Work request 1:
In the Green Party Arctic platform, which post do the MPs pledge to restore?
Work request 2:
Please print the stretch of the Green Party Arctic platform from "There is a clear" through "the Circumpolar North.".
Work request 3:
Name every kind of waste management strategy that the Green Party Arctic platform says its pan-Arctic waste management strategy would integrate.

Document text:
"""

There is a clear rationale for Canada to claim as much of the sub-sea Arctic territory as possible. However, it is critical, at the same time, for the Canadian government (in close partnership with northern peoples) to establish a vision for how the Arctic will develop and how it will be protected. This vision should build upon the federal government’s Northern Strategy in close collaboration with the three northern territories. Through the Arctic Council, we should seek to extend this vision throughout the Circumpolar North.
Green Party MPs will:
Recognize and respect that our Arctic sovereignty is already established through the presence of Canadians in the North, including the continuous use and occupation of Arctic lands and waters by indigenous peoples;
Reinforce Canada’s Arctic sovereignty through community infrastructure development, regional sustainability projects, northern research, northern culture, and other regional socio-economic activities rather than through military presence;
Honour the spirit and intent of Land Claims Agreements, and uphold the United Nations Declaration on the Rights of Indigenous Peoples;
Expand funding for Arctic research, including support for and recognition of traditional knowledge, particularly critical in light of the increasing climate change threat;
Improve and increase monitoring of indigenous food (e.g. caribou, salmon, etc.) to ensure Inuit and First Nations, particularly pregnant women and nursing mothers, are not being over-exposed to persistent organic pollutants and heavy metals that build up through the global food chain and pool at high levels in the Arctic. Work to develop collaborative community based education programs to promote the consumption of food with less toxicity;
Address issues of food security and the unacceptably high prices for food for Canada’s Northern peoples;
Invest in renewable local energy sources to avoid the dependency on very expensive and polluting imported diesel;
Support training and equipping the Canadian Rangers, many of whom are Inuit and First Nations people who live in the North and are experienced survival experts on land and sea, to comprise the backbone of emergency support throughout the Arctic;
Commission a major class of icebreaker, capable of rescue work with any likely depth of ice;
Develop a comprehensive pan-Arctic waste management strategy that addresses issues like dumping of wastes into water and open dump burning on land, and that integrates community, mining, fishing, tourism, shipping, and military waste management strategies;
Establish, with the partnership of indigenous peoples, protected areas – terrestrial, marine, and ice – in an ecologically- representative network in the three northern Territories;
Restore the post of Ambassador to the Circumpolar North;
Extend Canada’s sovereignty of Arctic sub-sea resources through a submission to the UN Convention on the Law of the Sea. Engage Canadians in an open discussion to create a development/protection plan for any new sub-sea territory and include in that discussion northern voices;
Advocate for the Arctic Council to be the primary forum for the diplomatic resolution of Arctic territorial disputes and the negotiation of multilateral treaties, thus allowing for the formal participation of territorial and indigenous leaders;
Seek a constructive multilateral Arctic maritime treaty, negotiated through the Arctic Council, to regulate all maritime activity in the Arctic, with the exception of traditional Aboriginal activity, such that the health and well-being of the Arctic ecosystem and its northern inhabitants are safeguarded;
Promote the creation of an internationally- recognized Arctic Protected Zone where no mineral exploration will be permitted by any country, similar to the internationally- recognized Antarctic Protected Area.

"""

Source data:
"""

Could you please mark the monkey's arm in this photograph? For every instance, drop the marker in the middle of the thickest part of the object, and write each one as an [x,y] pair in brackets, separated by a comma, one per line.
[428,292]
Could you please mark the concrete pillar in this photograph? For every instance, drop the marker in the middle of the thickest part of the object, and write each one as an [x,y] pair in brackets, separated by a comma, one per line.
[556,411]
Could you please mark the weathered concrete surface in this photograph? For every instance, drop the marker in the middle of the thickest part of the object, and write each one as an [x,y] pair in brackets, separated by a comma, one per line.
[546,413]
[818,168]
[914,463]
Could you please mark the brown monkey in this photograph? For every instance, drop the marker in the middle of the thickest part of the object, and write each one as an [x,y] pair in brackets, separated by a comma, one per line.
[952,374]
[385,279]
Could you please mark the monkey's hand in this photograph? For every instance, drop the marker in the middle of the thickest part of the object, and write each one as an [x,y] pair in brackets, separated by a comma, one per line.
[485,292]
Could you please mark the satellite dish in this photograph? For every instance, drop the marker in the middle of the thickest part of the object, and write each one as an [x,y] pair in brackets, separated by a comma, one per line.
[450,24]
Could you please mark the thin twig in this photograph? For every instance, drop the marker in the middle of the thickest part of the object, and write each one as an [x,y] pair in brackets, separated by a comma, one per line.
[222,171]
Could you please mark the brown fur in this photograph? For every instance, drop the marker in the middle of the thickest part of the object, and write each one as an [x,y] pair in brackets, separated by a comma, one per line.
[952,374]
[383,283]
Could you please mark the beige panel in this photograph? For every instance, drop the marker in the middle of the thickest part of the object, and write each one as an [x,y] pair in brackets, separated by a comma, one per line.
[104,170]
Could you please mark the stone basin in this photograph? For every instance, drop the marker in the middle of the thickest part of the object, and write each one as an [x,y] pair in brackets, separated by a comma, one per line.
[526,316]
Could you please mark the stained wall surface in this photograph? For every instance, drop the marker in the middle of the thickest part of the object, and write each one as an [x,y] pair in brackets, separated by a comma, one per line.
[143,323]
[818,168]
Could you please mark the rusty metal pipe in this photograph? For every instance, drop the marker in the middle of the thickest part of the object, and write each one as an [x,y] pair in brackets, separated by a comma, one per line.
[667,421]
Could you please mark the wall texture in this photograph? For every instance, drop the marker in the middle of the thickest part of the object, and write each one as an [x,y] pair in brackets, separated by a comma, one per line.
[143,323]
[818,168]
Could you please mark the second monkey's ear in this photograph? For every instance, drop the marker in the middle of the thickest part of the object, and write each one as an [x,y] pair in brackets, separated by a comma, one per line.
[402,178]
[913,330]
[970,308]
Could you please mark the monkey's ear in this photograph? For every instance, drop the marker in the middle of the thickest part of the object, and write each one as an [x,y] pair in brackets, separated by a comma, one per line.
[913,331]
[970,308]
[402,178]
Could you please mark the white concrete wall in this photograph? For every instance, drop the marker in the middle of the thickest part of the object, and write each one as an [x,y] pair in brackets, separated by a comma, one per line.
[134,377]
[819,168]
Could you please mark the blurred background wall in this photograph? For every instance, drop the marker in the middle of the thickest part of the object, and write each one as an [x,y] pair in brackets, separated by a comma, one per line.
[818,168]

"""
"""

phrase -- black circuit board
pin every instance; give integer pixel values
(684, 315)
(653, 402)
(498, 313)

"""

Your response 1:
The post of Ambassador to the Circumpolar North.

Your response 2:
There is a clear rationale for Canada to claim as much of the sub-sea Arctic territory as possible. However, it is critical, at the same time, for the Canadian government (in close partnership with northern peoples) to establish a vision for how the Arctic will develop and how it will be protected. This vision should build upon the federal government’s Northern Strategy in close collaboration with the three northern territories. Through the Arctic Council, we should seek to extend this vision throughout the Circumpolar North.

Your response 3:
Community, mining, fishing, tourism, shipping, and military waste management strategies.